DOCUMENT EXCERPT »
- Opening Delimiter -

Matthew B. Francis
Chemist Faculty Scientist
The T.Z. and Irmgard Chu Distinguished Professor of Chemistry
Biography
Matt Francis is the Department of Chemistry Chair and the T.Z. and Irmgard Chu Distinguished Professor in Chemistry at UC Berkeley. Matt was born in Ohio and received his undergraduate degree in Chemistry from Miami University in Oxford, OH in 1994. From 1994-1999 he attended graduate school at Harvard University, working in the lab of Prof. Eric Jacobsen. His Ph.D. research involved the development of combinatorial strategies for the discovery and optimization of new transition metal catalysts. He then moved to UC Berkeley, where he was a Postdoctoral Fellow in the Miller Institute for Basic Research in Science. He worked under the guidance of Prof. Jean Fréchet, focusing on the development of DNA-based methods for the assembly of polymeric materials and the application of dendrimers for drug delivery. Matt started his independent career in the UC Berkeley Chemistry Department in 2001, and has built a research program involving the development of new organic reactions for protein modification. These new chemical tools have then been used to modify biomolecular assemblies to prepare new materials for diagnostic imaging, wastewater treatment, and solar cell development. For his research accomplishments, Matt has received the Dreyfus Foundation New Faculty Award, an NSF Career Award, a GlaxoSmithKline Young Investigator Award, the 2017 Bioconjugate Chemistry Lectureship Award from the American Chemical Society, and the 2019 Arthur C. Cope Scholar Award from the American Chemical Society. Matt became the chair of the chemistry department at UC Berkeley in 2018. Matt has also received the UC Berkeley Departmental Teaching Award on three occasions, the Noyce Prize for Excellence in Undergraduate Teaching, and the 2009 University Distinguished Teaching Award.
Research Interests
Research in the Francis group is focused on the development of new synthetic methods for the construction of nanoscale materials. The central strategy involves the attachment of new functional components to specific locations on structural proteins, and the subsequent self-assembly of these conjugates into new types of materials with useful electronic and biological functions.
Controlled Growth of Nanocrystalline Arrays Using Cytoskeletal Proteins
Modern synthetic methods for the preparation of inorganic nanocrystals have yielded promising new components for optical and electronic device construction. However, the organization of these materials into functional assemblies remains extremely difficult, in part because the small size of nanocrystals (2-10 nm) is well below the spatial resolution of most lithographic techniques. An alternative approach could be provided by attaching these nanocrystals to specific sites on the surfaces of fiber-forming cytoskeletal proteins, such as actin. By controlling the polymerization of the actin conjugates with additional proteins and small molecule natural products, specified locations could be connected with wire-like arrays of functional materials. Once constructed, the arrays could be converted into conductive linkages, thus providing an entirely new method for nanoscale circuit construction.

- Closing Delimiter -

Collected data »
- Opening Delimiter -

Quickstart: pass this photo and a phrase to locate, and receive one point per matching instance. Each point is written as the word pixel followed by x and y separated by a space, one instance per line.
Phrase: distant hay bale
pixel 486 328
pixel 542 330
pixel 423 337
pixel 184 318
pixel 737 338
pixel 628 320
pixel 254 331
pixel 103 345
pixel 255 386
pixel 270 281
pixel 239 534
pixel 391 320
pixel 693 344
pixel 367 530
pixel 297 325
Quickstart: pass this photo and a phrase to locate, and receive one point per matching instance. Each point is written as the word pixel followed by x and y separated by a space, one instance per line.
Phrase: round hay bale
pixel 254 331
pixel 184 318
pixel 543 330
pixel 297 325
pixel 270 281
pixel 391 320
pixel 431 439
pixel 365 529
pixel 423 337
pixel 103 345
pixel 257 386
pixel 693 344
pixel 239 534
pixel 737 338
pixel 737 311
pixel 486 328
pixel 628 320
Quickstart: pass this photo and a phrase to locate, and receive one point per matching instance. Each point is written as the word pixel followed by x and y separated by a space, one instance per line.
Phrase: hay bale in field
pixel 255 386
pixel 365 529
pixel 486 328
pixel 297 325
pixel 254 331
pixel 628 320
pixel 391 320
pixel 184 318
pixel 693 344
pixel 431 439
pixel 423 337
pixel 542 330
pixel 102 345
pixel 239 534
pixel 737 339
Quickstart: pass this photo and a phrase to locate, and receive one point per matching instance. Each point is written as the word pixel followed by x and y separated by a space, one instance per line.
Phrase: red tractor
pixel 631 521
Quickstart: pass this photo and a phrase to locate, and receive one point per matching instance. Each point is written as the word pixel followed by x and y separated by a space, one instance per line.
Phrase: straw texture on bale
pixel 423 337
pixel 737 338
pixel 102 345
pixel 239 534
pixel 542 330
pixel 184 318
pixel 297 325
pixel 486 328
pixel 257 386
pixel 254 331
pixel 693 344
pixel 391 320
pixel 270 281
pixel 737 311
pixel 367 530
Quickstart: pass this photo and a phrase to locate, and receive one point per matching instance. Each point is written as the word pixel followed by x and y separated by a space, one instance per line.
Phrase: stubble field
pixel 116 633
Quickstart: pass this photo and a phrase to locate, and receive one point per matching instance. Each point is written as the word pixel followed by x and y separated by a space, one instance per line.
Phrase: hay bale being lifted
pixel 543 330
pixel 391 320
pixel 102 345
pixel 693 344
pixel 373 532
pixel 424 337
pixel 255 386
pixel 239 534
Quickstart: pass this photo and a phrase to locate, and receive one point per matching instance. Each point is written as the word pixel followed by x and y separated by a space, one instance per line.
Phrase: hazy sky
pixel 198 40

- Closing Delimiter -

WHAT YOU WILL DO »
**a.** According to the faculty profile of Matthew B. Francis, in what year did he become chair of the chemistry department at UC Berkeley?
**b.** Write the next part of the Matthew B. Francis faculty profile, beginning after its last sentence.

TASK-BY-TASK ANSWERS »
**a.** 2018

**b.**
Modified Viral Capsids for the Assembly of Core/Shell Materials
A second research area involves the synthesis of three-dimensional nanostructures from the self-assembling proteins that form the outer coats of viruses. For example, by selectively modifying the top and bottom faces of the satellite panicum mosaic virus capsid protein, new types of core/shell materials could be obtained after assembly. These structures could be developed into particles capable of targeting desired tissue types and releasing their cargo of drug molecules. Functionalized viral capsids could also provide new tools for the investigation of multivalent binding interactions that occur in biological systems.
New Methods for Site-Selective Protein Modification
A central theme in this research program is the modification of structural proteins in specific locations in order to achieve homogeneous and predictable assembly. Site-directed mutagenesis provides a powerful set of tools for this purpose, and will be used extensively. However, there are limitations associated with this technique, and therefore the development of new chemical approaches for protein modification will be pursued as well. This research will take advantage of the rapidly expanding set of organic reactions that can proceed in aqueous solution, and will utilize asymmetric ligands and catalysts to enhance the selectivity of protein modifications. Combinatorial reaction libraries will play an important role in this research area.